**Extracted information**
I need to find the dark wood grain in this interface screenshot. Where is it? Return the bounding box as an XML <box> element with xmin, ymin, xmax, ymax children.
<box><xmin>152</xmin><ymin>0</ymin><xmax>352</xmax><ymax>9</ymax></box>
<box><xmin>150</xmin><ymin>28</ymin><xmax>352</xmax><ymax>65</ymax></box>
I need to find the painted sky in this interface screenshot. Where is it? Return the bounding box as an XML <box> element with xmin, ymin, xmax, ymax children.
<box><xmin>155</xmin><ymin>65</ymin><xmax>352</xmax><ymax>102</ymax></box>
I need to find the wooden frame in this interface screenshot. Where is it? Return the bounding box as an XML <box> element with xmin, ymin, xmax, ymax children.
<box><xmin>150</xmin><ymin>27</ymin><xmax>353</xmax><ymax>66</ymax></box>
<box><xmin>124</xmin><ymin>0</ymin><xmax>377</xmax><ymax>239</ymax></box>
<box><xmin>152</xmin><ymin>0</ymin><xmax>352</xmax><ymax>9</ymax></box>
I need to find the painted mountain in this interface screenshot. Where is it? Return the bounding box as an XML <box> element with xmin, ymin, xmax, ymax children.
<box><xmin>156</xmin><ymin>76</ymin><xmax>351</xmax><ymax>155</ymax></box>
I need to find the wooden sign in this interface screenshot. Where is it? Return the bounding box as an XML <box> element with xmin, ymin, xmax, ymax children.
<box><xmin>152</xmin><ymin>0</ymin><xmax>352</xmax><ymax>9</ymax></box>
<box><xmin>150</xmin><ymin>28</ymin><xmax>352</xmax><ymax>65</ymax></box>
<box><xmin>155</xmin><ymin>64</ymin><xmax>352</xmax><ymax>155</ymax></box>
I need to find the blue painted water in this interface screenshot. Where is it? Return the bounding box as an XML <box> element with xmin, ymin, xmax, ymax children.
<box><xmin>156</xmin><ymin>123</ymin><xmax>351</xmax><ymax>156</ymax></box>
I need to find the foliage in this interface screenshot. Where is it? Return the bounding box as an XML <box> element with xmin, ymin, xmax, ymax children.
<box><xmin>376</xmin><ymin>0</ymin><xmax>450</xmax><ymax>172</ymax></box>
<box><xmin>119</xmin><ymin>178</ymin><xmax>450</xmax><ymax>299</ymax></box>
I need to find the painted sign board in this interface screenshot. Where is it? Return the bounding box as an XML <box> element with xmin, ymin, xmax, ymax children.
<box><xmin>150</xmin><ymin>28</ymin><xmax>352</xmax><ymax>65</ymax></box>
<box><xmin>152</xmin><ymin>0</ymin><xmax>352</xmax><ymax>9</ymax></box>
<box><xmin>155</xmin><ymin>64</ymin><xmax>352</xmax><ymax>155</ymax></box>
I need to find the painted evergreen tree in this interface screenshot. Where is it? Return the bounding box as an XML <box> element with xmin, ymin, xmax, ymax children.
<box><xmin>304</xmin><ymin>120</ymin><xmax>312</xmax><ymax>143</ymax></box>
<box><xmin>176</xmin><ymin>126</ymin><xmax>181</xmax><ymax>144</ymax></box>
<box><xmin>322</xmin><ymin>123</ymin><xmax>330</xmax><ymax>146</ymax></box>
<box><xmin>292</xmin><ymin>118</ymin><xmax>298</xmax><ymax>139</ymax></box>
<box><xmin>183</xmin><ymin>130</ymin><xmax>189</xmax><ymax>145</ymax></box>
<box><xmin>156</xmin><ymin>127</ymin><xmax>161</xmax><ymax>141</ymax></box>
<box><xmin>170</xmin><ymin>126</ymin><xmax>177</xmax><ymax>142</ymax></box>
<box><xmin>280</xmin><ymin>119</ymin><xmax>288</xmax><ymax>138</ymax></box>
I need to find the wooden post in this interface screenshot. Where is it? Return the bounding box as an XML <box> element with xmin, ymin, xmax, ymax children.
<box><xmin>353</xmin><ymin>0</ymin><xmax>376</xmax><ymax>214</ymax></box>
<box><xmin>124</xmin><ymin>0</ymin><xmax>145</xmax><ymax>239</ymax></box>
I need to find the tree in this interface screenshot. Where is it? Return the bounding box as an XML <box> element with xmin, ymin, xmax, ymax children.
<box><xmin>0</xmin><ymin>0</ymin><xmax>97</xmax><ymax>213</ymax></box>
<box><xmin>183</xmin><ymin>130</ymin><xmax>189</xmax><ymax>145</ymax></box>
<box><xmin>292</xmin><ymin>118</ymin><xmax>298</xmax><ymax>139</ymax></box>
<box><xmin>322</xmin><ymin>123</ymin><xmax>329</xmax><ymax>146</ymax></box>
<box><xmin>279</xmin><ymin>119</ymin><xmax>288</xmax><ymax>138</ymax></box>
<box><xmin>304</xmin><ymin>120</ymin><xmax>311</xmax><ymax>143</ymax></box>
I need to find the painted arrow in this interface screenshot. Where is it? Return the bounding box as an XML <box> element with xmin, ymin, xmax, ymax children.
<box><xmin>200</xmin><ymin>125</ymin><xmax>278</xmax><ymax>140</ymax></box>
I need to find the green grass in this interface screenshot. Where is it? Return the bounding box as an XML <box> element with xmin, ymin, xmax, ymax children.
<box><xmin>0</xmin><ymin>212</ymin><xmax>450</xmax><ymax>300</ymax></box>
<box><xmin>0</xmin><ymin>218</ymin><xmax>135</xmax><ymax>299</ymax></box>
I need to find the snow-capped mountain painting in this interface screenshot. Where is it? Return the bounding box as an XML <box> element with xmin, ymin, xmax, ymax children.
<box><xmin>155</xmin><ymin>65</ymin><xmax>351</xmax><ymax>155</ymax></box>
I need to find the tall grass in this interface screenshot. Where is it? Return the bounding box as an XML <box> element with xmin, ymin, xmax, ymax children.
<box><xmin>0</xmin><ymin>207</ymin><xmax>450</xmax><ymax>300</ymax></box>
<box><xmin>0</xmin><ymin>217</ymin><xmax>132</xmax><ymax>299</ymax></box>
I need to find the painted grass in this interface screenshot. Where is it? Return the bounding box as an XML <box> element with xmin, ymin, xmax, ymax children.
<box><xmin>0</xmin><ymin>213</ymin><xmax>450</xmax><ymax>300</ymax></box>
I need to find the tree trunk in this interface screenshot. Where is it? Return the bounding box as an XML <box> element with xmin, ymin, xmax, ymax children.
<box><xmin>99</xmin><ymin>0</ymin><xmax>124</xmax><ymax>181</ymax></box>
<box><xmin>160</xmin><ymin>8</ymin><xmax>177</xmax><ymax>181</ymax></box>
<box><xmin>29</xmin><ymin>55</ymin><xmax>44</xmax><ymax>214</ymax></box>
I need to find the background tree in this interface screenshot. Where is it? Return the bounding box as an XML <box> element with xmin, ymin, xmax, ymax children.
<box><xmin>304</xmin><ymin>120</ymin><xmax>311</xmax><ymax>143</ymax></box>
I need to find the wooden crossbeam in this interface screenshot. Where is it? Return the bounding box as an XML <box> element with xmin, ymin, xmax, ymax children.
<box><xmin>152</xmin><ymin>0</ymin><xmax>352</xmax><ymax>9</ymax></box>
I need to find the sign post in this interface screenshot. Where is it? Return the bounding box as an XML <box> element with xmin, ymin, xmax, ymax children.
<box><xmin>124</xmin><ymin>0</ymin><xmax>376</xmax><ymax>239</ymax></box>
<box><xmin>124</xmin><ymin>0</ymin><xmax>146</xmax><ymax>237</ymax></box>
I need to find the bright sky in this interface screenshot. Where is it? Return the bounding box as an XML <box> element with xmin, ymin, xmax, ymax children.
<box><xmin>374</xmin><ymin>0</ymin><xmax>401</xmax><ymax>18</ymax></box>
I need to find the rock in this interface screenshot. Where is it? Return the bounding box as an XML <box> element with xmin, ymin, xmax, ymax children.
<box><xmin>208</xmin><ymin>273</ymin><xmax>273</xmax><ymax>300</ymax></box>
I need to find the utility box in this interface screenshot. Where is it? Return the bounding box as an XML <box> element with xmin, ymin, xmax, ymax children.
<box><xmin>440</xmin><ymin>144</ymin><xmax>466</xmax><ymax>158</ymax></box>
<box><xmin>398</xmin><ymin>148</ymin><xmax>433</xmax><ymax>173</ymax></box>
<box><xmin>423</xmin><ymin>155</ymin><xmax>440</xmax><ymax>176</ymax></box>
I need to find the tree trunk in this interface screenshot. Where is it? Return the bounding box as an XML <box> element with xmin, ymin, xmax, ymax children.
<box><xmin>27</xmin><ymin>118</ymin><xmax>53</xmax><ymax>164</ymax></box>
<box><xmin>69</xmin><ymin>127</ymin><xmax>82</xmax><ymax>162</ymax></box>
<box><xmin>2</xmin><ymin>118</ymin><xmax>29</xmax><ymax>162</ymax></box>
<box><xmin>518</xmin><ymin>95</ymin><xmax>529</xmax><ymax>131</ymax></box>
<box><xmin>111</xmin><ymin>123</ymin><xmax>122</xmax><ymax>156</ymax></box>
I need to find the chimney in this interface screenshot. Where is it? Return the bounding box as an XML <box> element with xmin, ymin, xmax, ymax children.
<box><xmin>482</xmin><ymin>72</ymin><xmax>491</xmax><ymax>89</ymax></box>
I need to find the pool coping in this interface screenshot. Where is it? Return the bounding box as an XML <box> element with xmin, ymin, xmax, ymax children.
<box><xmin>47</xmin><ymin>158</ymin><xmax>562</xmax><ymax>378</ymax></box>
==
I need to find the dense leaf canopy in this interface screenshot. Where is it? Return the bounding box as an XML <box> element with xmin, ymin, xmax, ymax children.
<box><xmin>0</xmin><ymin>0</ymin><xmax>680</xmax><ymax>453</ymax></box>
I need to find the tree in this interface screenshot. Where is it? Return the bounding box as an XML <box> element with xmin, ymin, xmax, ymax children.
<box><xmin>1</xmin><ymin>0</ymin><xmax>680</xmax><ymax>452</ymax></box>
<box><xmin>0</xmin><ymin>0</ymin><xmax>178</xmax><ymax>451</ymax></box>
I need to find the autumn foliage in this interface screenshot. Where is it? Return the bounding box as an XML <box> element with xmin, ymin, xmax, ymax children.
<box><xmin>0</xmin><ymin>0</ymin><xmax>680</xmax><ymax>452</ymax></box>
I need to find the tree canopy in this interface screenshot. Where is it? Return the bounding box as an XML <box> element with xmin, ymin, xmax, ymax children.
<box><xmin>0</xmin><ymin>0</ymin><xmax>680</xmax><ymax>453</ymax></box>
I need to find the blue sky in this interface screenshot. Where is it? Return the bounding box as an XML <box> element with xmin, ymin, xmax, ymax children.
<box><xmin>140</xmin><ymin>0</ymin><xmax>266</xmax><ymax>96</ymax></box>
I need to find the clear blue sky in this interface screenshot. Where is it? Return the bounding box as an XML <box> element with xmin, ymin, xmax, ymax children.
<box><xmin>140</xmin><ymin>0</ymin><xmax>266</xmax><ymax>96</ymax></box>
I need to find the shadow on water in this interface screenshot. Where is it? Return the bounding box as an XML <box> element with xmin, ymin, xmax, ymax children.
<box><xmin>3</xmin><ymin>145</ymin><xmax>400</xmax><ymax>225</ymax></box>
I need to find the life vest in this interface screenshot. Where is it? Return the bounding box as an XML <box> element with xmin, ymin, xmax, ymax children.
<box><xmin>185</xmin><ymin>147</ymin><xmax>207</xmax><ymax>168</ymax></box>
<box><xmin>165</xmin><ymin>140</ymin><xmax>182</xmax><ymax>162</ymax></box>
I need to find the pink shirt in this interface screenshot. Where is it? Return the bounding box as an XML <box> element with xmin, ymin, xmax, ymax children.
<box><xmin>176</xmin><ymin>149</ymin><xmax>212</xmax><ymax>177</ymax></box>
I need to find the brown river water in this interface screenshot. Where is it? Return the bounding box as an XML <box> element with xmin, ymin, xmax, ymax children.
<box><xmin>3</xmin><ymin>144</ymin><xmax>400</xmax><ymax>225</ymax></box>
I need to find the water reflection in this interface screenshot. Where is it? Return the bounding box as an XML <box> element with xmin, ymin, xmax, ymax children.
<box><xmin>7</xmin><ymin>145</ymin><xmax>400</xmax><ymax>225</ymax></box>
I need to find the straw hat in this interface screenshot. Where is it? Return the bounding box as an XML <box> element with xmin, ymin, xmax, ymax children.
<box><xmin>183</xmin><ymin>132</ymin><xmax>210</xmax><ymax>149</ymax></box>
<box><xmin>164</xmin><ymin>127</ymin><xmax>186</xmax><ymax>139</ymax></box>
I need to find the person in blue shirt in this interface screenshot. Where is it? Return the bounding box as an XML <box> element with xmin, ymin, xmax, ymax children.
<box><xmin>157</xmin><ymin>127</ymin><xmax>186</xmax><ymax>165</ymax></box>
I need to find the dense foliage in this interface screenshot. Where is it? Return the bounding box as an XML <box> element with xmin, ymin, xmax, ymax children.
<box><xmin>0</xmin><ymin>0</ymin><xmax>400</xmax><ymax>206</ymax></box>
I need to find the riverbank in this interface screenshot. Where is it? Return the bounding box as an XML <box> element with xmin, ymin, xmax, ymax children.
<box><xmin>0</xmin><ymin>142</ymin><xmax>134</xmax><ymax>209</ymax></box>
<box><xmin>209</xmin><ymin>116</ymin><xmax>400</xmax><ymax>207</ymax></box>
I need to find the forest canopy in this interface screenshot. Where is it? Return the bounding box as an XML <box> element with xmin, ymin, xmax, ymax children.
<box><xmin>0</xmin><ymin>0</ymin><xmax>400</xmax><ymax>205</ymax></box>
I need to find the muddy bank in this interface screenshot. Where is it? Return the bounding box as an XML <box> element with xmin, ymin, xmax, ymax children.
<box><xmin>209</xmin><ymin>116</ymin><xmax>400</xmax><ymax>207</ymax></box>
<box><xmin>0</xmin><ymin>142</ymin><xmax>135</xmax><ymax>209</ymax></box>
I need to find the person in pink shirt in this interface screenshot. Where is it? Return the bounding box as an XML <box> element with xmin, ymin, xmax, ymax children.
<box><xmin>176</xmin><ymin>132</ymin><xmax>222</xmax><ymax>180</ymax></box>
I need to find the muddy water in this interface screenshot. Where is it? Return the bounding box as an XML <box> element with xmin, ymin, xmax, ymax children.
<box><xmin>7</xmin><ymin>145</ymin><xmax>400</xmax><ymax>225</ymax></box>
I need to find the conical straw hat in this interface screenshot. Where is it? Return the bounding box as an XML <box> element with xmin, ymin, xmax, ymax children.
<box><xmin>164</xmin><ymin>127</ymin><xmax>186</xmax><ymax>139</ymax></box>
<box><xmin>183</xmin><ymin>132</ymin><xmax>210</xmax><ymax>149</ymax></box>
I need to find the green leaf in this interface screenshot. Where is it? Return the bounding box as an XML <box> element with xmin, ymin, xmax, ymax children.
--
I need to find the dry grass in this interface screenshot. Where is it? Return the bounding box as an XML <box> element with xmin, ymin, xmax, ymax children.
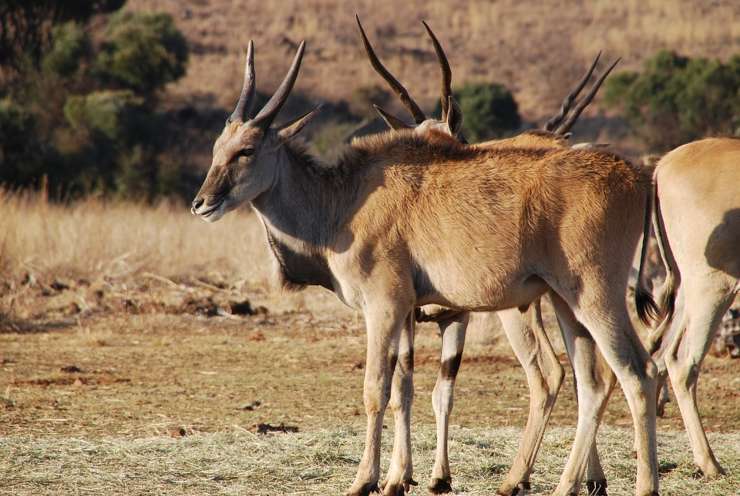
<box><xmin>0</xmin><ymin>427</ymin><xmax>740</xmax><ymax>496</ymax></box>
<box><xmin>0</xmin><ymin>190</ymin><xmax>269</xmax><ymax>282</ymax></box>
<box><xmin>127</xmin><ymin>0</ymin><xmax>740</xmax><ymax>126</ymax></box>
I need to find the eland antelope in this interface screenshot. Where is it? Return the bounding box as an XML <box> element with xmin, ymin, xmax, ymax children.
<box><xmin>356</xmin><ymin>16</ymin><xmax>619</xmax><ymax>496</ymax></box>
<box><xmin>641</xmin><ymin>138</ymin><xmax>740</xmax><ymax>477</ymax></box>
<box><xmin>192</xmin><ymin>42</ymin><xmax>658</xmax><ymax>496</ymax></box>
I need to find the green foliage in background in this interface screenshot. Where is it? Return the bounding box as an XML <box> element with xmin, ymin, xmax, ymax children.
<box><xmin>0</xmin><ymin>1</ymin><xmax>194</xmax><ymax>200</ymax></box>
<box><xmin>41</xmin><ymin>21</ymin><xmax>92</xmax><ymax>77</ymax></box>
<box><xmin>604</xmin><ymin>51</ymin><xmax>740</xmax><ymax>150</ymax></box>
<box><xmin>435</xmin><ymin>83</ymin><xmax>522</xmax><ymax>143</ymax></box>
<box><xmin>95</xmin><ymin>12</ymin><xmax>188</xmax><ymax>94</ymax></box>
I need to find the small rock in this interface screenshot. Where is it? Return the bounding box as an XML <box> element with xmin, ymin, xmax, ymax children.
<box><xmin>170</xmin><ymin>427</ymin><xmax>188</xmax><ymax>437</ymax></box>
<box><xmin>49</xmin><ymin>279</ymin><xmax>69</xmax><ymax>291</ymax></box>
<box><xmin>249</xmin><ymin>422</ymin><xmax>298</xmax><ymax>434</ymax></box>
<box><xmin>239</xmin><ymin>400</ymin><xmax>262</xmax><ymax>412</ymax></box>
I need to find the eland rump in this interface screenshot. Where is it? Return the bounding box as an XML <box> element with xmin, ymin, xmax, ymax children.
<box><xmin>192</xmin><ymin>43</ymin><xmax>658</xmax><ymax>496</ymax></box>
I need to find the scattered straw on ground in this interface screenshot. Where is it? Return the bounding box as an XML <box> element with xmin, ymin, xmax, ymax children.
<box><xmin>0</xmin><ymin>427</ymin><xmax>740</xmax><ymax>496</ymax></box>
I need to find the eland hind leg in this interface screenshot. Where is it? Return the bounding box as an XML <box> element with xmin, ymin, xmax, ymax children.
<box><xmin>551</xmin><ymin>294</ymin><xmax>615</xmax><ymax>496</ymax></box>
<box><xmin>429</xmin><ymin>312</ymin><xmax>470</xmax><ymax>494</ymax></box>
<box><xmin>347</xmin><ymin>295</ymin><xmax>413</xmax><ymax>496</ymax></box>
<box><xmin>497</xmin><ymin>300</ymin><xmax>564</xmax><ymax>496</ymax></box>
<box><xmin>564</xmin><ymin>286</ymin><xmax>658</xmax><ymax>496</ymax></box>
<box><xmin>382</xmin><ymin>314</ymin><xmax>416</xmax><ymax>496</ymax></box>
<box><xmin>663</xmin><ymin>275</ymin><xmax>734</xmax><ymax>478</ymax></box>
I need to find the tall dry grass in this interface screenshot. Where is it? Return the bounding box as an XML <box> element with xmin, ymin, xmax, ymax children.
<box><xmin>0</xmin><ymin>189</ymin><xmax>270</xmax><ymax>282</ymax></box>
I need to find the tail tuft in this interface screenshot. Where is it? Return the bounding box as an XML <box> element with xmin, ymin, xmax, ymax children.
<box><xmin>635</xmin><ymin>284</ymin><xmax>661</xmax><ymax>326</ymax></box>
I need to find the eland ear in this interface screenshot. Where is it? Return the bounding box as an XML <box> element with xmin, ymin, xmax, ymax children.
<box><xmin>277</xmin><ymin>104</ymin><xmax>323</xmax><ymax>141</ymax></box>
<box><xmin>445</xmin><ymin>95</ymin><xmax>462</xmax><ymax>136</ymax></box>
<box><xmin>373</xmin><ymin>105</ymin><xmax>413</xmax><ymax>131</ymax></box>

**Objective**
Rewrite the listing from the line that contains "I need to find the person in pink" through the line that contains "I need to find the green leaf", replacing "interface screenshot" with "photograph" and leaving everything else unchanged. Give only those lines.

**Task result**
I need to find the person in pink shirt in this photograph. Where is it? Return the bounding box as an XML <box> element with xmin, ymin, xmax, ymax children.
<box><xmin>176</xmin><ymin>132</ymin><xmax>222</xmax><ymax>180</ymax></box>
I need to find the muddy water in this photograph. Where is it? Return the bounding box as an XML <box> element with xmin, ymin, xmax, ymax children.
<box><xmin>7</xmin><ymin>145</ymin><xmax>400</xmax><ymax>225</ymax></box>
I need to find the conical straw hat in this photograph. Where is it? Return the bounding box as an XML <box> element with xmin, ymin, xmax, ymax children.
<box><xmin>164</xmin><ymin>127</ymin><xmax>186</xmax><ymax>139</ymax></box>
<box><xmin>183</xmin><ymin>132</ymin><xmax>210</xmax><ymax>149</ymax></box>
I need to find the green leaf in this photograph. Where is it? Return the bounding box as an XML <box> element with xmin, ymin, xmax, ymax children.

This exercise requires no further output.